Top of Material for the task
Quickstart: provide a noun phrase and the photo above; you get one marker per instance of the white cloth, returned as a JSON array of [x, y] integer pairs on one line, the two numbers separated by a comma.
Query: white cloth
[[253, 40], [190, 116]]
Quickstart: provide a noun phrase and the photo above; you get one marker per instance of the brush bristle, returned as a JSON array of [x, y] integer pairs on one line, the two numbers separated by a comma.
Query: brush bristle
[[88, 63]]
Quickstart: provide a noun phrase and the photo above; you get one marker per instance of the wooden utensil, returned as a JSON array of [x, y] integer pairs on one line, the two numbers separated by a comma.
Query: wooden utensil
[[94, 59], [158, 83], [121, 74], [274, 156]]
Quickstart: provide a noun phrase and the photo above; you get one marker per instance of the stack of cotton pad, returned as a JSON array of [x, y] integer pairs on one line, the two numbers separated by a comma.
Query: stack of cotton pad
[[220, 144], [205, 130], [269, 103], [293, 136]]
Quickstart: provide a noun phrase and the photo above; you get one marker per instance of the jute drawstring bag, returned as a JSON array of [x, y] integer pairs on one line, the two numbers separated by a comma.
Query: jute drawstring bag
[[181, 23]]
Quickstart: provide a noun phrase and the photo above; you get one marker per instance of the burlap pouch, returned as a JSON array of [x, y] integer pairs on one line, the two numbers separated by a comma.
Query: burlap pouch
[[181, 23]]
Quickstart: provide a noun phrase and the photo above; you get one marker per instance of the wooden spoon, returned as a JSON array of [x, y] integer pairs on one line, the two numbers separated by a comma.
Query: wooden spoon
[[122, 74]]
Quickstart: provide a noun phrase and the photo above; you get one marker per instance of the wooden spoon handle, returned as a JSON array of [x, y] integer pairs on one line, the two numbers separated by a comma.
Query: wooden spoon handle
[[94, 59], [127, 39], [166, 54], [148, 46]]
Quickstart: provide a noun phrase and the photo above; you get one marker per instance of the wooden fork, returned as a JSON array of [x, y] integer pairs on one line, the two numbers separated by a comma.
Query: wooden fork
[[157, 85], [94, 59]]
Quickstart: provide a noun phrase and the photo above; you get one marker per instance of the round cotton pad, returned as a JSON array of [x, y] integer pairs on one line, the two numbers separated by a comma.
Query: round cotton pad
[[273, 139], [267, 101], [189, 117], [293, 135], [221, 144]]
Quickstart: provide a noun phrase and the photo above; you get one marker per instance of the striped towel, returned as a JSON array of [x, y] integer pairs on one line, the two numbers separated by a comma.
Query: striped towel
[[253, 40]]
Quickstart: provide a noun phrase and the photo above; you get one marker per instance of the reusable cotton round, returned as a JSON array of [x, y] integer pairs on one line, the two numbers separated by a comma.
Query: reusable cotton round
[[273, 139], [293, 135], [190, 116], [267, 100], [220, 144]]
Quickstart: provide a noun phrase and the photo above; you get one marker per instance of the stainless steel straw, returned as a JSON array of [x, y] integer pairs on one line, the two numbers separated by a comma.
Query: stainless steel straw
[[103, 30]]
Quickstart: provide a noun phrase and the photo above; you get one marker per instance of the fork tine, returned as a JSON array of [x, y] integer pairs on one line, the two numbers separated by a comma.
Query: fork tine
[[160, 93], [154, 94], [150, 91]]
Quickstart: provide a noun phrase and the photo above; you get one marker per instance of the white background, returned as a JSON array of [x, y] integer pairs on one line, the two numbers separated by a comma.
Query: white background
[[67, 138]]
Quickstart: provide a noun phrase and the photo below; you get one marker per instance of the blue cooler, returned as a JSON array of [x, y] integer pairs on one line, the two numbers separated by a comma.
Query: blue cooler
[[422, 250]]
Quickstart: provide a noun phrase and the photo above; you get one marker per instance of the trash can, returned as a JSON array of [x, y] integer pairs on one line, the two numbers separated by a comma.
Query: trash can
Bottom of Material for the task
**Activity**
Every line of the listing above that includes "trash" should be copied out.

**Solution for this problem**
Quickstart: provide a noun phrase and the photo above; you get one marker per instance of the trash can, returned as a JSON array of [x, y] integer pairs on one line, the two numbers separated by a comma.
Query: trash can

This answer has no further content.